* [DIRECTION 1] List each line in the entries below that contains the string "fluffy".

# Slash Proof T-shirt



## ArmorOfGod (Mar 23, 2008)

http://www.yomiuri.co.jp/dy/national/20080323TDY02310.htm
Sadly, it's a pretty good idea.

AoG


----------



## MA-Caver (Mar 23, 2008)

A t-shirt that costs anywhere between $190 to $520.00 and doesn't protect against "stabbing" attacks? Whell, me thinks I would have to think it over on buying one.

And therein lies the problem. You'd probably only could afford one... so, umm, you gonna wear the same t-shirt day after day after day and not wash it?


----------



## newGuy12 (Mar 23, 2008)

I'm waiting for the bullet proof one myself.  That way I can go down range at the rifle range and yell out, "Okay, buggers, let's see what you got!!!"


----------



## Hand Sword (Mar 24, 2008)

I guess I'll just stick to a bunch a magazines as body armor under my shirt-Jailhouse style.


----------



## tellner (Mar 24, 2008)

considering you can get spectra cloth that meat packers and chefs use in protective gloves for a lot less it seems like a ripoff.


----------



## MA-Caver (Mar 24, 2008)

newGuy12 said:


> I'm waiting for the bullet proof one myself.  That way I can go down range at the rifle range and yell out, "Okay, buggers, let's see what you got!!!"



Yep... got _you_ ... right between the eyes.



			
				tellner said:
			
		

> considering you can get spectra cloth that meat packers and chefs use in protective gloves for a lot less it seems like a ripoff.



Ok, everybody together... 1, 2, 3... "Gimmick!" You're right Tellner, but probably a lot of other folks won't think about that.


----------



## Brian R. VanCise (Mar 24, 2008)

Unless their price range was in the thirty to forty dollar range then yes it is simply to expensive for a t-shirt.


----------



## Scarey (Mar 24, 2008)

MA-Caver said:


> A t-shirt that costs anywhere between $190 to $520.00 and doesn't protect against "stabbing" attacks? Whell, me thinks I would have to think it over on buying one.
> 
> And therein lies the problem. You'd probably only could afford one... so, umm, you gonna wear the same t-shirt day after day after day and not wash it?




Realistically speaking, your training should focus more on protecting you from stabs anyway. When defending against an attacker with a knife, you should expect to be cut, it's that whole stab thing your primarily trying to prevent. With ample training and a 600 dollar t-shirt you should be rather well off. Also, unless you fear that the people in your home are going to try to slash you with a knife, I don't see the problem with washing it every night.


----------



## Ninjamom (Mar 24, 2008)

tellner said:


> considering you can get spectra cloth that meat packers and chefs use in protective gloves for a lot less it seems like a ripoff.


Question about this:  I'm not familiar with the use of Spectra for cooking gloves and meat packing aprons, but I have seen it used for extremely high-strength, light-weight sails (for racing) and in bullet-resistant vests.  In both of those applications, Spectra cloth uses a laminated approach (i.e., the fibers are laid out in a resin binder), with layers of Spectra overlaid and sealed inside thermoplastic layers.  This makes the whole thing problematic to be washed, and nigh-impossible to be dyed.  Is this the same case for the aprons and gloves?

* [INPUT FOR THIS TASK]

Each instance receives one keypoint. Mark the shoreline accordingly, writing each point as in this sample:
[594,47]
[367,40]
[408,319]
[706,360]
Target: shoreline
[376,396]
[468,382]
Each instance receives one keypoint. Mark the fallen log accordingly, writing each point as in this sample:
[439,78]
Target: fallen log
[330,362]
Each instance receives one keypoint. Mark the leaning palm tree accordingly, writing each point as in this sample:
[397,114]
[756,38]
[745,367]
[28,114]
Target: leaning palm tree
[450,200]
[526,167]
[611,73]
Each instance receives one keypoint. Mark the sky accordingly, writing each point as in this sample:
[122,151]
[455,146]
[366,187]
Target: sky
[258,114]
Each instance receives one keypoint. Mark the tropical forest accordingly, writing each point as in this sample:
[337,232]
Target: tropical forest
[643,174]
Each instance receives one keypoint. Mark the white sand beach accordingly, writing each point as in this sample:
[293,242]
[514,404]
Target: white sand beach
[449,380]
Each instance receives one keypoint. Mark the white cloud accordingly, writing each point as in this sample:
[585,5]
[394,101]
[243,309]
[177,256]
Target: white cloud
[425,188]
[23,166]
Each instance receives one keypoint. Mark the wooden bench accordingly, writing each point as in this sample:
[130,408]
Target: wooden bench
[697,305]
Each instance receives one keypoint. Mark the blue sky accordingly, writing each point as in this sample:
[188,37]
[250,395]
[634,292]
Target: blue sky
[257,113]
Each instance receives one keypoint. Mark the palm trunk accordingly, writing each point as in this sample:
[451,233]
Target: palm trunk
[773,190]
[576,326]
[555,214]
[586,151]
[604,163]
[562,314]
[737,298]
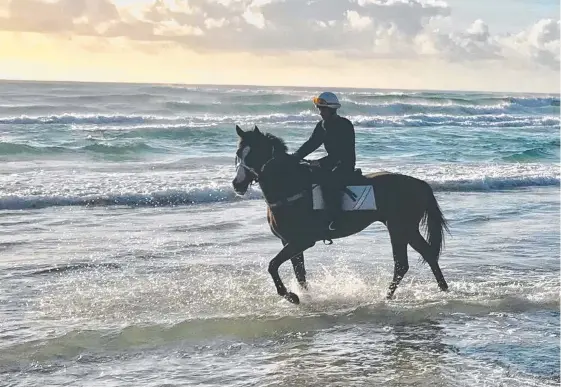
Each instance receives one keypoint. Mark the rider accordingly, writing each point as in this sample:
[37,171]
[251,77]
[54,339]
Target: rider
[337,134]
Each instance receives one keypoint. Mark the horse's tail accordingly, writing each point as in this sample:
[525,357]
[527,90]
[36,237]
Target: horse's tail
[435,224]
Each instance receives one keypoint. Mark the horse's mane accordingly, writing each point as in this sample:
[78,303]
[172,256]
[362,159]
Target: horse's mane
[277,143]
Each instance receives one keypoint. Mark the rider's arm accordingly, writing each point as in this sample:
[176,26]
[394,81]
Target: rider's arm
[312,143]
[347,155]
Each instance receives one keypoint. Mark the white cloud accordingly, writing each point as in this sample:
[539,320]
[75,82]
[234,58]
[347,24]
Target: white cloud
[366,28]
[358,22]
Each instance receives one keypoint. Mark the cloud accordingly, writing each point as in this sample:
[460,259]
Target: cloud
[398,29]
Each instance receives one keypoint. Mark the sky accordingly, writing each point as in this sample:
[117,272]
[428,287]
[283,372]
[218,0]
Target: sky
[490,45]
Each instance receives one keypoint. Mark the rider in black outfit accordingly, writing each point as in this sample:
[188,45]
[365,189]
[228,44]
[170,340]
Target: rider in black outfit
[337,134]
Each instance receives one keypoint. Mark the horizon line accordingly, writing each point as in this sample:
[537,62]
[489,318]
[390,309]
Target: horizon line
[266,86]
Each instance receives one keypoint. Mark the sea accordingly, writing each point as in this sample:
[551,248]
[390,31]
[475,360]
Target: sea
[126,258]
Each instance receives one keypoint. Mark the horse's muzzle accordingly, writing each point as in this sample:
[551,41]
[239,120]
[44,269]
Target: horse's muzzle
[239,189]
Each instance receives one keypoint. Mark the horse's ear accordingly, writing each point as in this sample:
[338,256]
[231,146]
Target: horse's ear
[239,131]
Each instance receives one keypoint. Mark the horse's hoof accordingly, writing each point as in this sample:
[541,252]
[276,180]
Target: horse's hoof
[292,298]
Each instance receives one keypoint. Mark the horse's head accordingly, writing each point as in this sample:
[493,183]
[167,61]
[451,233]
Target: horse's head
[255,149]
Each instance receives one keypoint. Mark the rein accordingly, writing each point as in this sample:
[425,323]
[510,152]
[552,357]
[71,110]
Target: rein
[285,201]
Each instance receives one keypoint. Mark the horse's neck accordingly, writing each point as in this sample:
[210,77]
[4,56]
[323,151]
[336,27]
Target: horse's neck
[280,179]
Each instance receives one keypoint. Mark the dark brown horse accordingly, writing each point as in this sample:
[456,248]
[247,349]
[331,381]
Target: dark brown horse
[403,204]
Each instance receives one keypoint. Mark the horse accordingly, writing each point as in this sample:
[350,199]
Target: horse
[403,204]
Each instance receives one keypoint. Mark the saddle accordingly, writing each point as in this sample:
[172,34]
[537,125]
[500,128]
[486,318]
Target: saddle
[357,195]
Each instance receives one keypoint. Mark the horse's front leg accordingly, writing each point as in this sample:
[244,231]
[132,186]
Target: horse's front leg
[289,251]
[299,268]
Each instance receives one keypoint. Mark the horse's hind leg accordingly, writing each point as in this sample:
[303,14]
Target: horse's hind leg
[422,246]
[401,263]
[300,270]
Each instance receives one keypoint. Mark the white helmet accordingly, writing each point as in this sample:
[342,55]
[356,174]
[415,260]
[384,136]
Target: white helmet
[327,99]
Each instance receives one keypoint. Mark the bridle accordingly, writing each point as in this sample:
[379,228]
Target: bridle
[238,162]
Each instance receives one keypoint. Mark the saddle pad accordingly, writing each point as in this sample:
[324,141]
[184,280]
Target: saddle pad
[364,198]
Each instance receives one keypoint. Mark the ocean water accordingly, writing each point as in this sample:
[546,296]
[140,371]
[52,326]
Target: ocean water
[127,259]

==

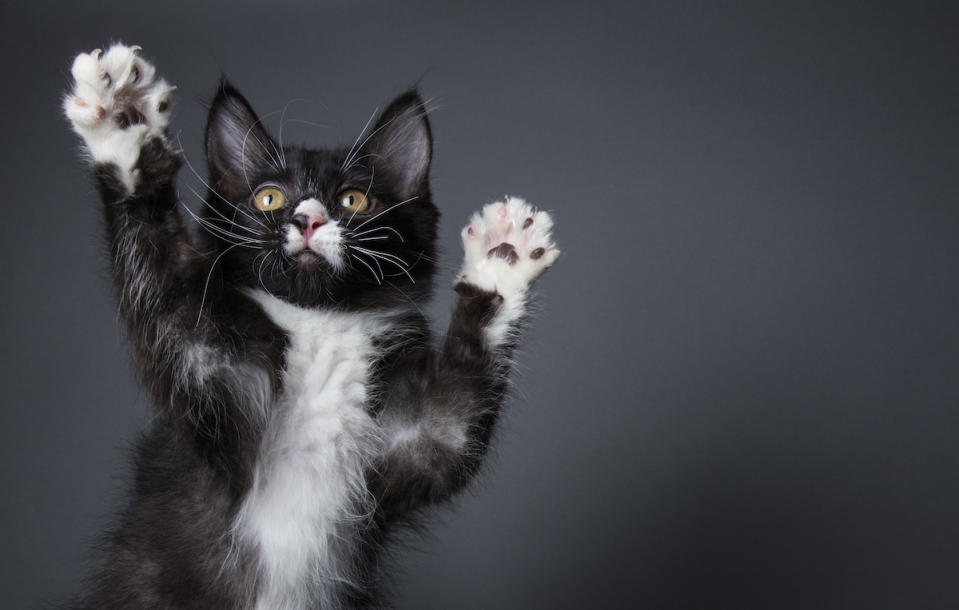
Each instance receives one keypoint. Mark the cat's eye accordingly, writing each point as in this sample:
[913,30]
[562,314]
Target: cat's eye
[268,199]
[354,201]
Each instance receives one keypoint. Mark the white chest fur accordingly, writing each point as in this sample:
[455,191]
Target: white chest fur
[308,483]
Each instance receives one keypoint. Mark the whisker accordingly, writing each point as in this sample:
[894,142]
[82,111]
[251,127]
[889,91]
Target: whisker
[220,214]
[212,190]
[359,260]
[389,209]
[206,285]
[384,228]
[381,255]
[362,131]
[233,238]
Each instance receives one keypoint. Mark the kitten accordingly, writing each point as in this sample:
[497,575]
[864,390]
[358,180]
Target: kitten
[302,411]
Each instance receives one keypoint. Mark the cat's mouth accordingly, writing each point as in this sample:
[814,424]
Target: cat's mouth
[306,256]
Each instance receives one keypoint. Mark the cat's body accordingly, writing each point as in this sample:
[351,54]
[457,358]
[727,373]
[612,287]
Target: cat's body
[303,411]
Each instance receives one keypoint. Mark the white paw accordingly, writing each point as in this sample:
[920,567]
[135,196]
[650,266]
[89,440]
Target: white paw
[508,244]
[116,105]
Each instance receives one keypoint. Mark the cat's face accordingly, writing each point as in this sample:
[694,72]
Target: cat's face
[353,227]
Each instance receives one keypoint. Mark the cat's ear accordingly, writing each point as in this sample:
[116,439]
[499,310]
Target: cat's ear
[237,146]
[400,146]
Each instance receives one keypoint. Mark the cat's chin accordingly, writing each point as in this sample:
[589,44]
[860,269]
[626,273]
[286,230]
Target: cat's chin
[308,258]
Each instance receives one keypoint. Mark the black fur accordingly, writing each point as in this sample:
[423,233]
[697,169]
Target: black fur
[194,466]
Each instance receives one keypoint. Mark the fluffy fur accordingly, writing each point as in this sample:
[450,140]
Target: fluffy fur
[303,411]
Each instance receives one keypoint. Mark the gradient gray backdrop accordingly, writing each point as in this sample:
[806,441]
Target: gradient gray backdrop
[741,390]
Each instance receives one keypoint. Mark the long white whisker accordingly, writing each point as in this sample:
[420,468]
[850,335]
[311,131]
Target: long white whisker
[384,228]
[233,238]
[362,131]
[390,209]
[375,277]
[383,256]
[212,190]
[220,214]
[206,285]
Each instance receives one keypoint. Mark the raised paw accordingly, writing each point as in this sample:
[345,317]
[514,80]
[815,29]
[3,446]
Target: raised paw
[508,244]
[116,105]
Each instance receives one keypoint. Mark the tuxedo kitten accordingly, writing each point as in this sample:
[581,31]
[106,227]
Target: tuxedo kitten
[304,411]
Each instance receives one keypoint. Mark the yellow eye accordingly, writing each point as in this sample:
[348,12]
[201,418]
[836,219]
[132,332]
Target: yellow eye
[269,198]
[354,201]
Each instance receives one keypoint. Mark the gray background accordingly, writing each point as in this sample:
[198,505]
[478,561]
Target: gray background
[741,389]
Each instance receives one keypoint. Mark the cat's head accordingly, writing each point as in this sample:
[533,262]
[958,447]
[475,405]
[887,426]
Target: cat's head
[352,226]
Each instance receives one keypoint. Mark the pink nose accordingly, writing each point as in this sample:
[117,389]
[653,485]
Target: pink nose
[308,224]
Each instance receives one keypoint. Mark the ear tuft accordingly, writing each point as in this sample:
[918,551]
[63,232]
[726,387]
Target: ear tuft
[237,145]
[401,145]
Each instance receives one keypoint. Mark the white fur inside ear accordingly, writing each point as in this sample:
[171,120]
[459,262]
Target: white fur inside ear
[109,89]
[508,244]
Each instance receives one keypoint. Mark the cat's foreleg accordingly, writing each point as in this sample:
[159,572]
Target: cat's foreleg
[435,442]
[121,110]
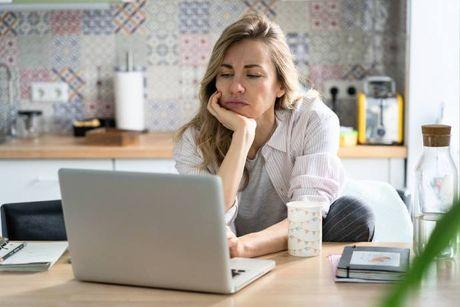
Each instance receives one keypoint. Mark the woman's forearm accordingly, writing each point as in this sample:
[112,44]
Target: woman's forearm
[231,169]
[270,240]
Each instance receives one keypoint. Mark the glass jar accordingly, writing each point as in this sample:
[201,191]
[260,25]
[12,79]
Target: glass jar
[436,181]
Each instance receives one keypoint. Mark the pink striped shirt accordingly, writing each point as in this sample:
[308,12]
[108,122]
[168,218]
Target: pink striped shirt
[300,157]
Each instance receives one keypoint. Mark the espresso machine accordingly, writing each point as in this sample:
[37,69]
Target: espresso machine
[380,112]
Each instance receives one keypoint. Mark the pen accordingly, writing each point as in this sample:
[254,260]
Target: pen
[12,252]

...

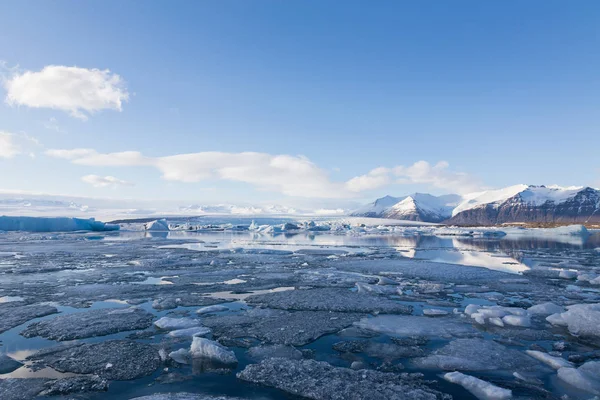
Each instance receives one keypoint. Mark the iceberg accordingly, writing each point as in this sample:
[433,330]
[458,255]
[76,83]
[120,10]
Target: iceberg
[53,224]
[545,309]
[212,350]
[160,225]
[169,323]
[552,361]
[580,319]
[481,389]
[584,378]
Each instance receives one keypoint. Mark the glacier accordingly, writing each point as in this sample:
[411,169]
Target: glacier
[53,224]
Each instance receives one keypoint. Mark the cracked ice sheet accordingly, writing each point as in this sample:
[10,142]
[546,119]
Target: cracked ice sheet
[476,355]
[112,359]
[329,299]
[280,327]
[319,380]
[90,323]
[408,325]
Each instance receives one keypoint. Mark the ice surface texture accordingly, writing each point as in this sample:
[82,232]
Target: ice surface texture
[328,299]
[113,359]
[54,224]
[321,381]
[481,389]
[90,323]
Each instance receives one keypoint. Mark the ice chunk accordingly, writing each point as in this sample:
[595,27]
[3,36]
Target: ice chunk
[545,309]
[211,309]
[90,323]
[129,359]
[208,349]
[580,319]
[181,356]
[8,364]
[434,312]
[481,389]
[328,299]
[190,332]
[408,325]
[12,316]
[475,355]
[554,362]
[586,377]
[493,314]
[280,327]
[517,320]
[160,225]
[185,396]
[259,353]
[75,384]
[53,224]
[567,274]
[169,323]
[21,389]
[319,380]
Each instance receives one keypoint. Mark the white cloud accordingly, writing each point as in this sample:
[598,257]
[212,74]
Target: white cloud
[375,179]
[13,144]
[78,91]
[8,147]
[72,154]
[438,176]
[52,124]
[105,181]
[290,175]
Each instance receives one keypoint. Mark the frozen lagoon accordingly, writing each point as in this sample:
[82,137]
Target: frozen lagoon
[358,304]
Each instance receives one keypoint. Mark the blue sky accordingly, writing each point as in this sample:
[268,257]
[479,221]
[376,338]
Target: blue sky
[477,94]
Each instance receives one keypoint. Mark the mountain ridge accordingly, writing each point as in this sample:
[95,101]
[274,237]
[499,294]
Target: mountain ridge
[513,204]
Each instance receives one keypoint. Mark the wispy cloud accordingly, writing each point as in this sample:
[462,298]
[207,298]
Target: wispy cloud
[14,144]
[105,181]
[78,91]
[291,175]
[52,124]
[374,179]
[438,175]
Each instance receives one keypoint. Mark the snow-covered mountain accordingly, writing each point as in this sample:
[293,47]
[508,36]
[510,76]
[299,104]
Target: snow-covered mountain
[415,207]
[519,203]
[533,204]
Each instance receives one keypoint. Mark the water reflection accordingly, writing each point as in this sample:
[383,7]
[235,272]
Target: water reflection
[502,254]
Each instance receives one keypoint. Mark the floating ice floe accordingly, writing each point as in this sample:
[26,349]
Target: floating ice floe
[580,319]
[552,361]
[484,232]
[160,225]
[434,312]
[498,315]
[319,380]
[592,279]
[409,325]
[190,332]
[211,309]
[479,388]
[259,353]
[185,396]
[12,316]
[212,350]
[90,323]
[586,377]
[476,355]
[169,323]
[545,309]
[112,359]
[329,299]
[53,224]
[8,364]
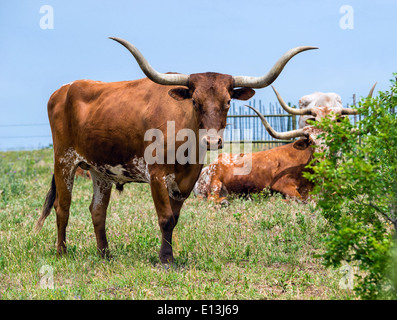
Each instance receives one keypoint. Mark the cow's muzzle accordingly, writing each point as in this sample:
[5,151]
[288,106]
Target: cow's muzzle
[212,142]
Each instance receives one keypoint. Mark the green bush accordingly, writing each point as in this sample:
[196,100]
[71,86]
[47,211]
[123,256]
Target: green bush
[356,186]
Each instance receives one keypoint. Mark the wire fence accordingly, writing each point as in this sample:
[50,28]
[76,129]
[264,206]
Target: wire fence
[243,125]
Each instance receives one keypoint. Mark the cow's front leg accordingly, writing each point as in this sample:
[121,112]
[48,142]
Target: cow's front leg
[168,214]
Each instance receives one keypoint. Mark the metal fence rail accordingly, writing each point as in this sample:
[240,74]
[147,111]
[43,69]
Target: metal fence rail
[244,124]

* [DIRECTION 2]
Answer these questions about the slash-proof T-shirt thread above:
(a) What price range does MA-Caver give for the T-shirt?
(b) What does Hand Sword say he will wear as body armor under his shirt?
(c) In which two applications does Ninjamom say she has seen Spectra used?

* [OUTPUT 1]
Each instance receives one keypoint. Mark the fluffy fur accordingly, writing each point as in this sample:
Target: fluffy fur

* [OUTPUT 2]
(a) Anywhere between $190 and $520.00.
(b) A bunch of magazines, jailhouse style.
(c) Extremely high-strength, lightweight sails for racing, and bullet-resistant vests.